## What the exercise asks
From the line with "point: wooden chair" to the final line of the records, reproduce every line exactly and only those lines.

Stored items from a collection:
- - - - -

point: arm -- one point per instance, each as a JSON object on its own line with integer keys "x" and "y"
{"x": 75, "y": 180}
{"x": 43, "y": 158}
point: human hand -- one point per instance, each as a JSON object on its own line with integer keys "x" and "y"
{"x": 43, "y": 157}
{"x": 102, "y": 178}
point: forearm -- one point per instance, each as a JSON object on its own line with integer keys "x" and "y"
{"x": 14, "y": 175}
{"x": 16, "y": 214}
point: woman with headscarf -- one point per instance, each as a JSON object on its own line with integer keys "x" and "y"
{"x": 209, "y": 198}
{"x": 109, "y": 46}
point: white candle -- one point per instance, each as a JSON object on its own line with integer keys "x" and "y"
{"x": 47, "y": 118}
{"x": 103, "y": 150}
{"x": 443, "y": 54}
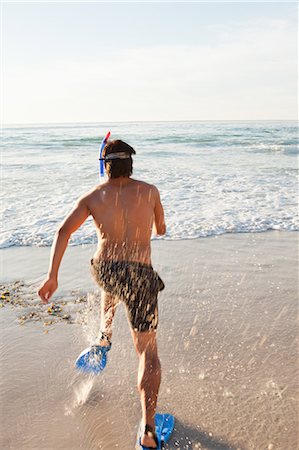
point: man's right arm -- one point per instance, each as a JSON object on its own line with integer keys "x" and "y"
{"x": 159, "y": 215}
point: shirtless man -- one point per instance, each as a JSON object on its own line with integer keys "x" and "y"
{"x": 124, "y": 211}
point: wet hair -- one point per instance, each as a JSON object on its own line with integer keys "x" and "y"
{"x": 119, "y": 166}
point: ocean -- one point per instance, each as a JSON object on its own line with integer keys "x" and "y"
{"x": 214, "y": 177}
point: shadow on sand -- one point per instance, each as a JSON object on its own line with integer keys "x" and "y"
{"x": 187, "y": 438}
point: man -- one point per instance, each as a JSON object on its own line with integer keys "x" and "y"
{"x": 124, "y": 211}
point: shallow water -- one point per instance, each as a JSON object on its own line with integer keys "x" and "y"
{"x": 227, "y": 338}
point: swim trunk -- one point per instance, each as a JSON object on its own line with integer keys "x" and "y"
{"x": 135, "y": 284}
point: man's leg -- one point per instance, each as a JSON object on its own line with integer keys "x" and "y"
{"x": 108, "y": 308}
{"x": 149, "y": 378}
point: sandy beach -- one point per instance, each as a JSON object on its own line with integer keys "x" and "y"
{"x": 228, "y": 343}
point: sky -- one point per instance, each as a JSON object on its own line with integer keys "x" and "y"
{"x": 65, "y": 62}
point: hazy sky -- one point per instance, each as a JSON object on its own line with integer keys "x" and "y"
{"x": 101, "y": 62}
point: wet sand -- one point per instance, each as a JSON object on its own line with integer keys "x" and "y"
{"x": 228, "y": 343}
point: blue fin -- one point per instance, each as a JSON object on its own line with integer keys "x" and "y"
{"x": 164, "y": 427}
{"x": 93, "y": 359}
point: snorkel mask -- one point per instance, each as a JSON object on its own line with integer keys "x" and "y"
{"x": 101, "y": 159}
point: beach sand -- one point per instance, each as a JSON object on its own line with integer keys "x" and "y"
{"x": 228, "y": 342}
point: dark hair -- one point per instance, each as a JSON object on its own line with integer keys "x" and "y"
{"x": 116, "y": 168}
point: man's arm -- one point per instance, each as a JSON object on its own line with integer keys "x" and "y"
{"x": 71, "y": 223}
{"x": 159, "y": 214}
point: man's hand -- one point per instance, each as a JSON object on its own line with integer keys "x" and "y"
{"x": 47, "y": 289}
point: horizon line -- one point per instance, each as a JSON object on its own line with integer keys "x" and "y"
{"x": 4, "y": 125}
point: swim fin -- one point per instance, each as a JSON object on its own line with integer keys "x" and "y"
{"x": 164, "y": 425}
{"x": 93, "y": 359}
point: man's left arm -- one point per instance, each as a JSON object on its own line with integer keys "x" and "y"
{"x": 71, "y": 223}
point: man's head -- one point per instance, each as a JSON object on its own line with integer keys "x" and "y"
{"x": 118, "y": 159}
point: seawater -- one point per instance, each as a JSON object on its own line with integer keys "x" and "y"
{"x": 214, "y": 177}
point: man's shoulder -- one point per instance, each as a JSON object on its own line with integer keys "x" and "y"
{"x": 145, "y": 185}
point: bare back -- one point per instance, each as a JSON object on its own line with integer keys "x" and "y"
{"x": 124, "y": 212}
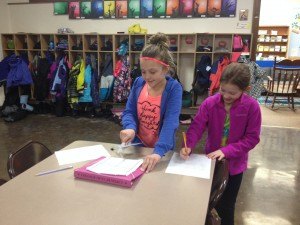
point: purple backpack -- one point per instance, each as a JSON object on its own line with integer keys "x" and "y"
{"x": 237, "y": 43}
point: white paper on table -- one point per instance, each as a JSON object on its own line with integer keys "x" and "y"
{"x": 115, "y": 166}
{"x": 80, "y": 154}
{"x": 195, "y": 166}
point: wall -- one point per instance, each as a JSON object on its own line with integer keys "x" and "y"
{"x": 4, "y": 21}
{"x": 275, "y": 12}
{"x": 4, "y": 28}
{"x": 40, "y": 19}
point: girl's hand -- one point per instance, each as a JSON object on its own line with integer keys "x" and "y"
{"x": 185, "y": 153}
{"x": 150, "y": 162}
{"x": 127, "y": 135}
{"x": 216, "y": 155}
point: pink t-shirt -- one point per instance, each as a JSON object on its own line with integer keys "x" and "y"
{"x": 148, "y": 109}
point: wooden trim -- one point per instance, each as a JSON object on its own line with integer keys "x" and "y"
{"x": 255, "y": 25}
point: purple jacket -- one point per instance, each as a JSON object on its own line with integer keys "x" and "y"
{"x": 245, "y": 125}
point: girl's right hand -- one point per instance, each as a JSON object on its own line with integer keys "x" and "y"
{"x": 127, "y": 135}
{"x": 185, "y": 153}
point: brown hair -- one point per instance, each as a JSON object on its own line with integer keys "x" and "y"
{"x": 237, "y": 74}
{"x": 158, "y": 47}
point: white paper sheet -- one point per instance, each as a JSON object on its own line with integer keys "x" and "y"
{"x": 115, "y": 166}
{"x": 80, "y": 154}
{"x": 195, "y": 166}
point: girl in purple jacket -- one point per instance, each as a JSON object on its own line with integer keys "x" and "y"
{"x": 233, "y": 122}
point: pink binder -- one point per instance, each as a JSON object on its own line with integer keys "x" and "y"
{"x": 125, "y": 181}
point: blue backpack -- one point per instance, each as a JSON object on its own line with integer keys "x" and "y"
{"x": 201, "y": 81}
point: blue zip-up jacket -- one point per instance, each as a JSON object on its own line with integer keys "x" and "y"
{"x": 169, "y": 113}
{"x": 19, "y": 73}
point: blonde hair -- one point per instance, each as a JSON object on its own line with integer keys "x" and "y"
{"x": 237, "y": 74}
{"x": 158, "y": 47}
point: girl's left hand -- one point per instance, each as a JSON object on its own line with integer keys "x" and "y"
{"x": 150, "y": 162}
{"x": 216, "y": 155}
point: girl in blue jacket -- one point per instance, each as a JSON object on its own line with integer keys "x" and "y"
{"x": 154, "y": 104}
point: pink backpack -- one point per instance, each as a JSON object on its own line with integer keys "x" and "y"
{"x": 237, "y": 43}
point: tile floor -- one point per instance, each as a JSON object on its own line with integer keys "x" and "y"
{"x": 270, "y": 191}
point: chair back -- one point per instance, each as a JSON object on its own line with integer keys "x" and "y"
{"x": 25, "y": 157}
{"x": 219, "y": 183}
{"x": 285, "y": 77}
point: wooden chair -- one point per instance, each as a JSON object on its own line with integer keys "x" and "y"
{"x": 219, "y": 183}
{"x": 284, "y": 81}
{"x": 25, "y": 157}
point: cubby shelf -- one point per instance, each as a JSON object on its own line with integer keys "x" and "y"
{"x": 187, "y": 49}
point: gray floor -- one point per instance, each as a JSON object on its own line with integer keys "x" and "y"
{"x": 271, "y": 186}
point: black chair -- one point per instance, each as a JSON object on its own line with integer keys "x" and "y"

- - - - -

## Answer to the task
point: wooden chair -- one point per instance, each as a JSON object on its own line with integer keys "x" and "y"
{"x": 219, "y": 183}
{"x": 284, "y": 81}
{"x": 25, "y": 157}
point: cubby shelf -- one point per instance, each as a JSON object on its own line with integer keys "x" and "y"
{"x": 187, "y": 49}
point: gray floor -- one point per instance, each as a JSON object on its own line with integer keys "x" and "y"
{"x": 271, "y": 186}
point: black chair -- one point per instance, each as a JSON object on its own line with integer keys "x" and "y"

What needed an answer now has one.